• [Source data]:
##########

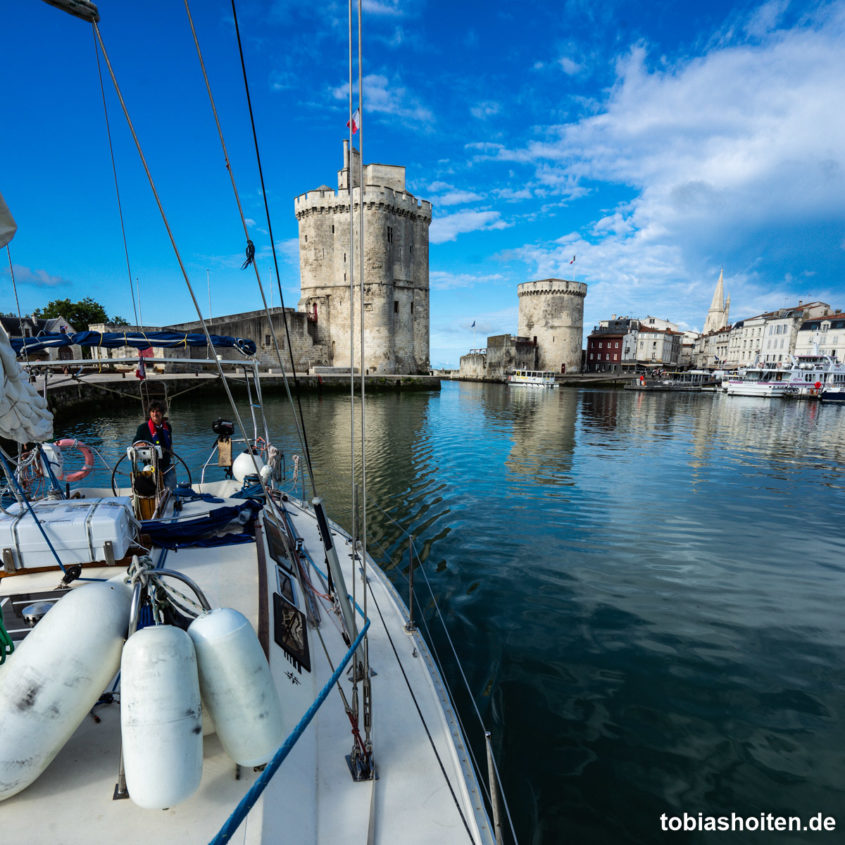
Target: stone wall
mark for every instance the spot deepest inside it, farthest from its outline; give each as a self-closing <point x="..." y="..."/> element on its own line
<point x="551" y="312"/>
<point x="396" y="289"/>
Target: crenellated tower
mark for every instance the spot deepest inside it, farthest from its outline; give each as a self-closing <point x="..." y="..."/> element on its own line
<point x="396" y="287"/>
<point x="551" y="312"/>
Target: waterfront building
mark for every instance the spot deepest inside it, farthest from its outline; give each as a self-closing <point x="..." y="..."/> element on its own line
<point x="823" y="335"/>
<point x="658" y="347"/>
<point x="612" y="345"/>
<point x="396" y="268"/>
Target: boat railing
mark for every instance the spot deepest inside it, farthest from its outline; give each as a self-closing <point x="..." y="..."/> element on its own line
<point x="492" y="784"/>
<point x="249" y="800"/>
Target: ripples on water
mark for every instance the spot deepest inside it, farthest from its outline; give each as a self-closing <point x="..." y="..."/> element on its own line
<point x="646" y="588"/>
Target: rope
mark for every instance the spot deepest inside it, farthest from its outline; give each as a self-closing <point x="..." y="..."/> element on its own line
<point x="17" y="302"/>
<point x="248" y="801"/>
<point x="422" y="718"/>
<point x="300" y="428"/>
<point x="7" y="645"/>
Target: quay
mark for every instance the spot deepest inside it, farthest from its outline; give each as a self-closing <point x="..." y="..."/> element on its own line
<point x="70" y="394"/>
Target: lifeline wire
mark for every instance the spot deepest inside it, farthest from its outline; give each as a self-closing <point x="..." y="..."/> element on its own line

##########

• [WORK REQUIRED]: Could you repeat exactly the lines above from the line with "Target: boat railing" up to and including the line with "Target: rope", and only those?

• [SOLUTION FOR THIS PROBLEM]:
Target: boat railing
mark for every instance the spot deepest inside it, farthest from its outline; give each as a self-closing <point x="..." y="..."/> element on its own line
<point x="492" y="784"/>
<point x="249" y="800"/>
Target: ripples on water
mark for every instance the spot deepest inside it, farthest from its outline; give each as a self-closing <point x="..." y="..."/> element on its own line
<point x="646" y="588"/>
Target: rope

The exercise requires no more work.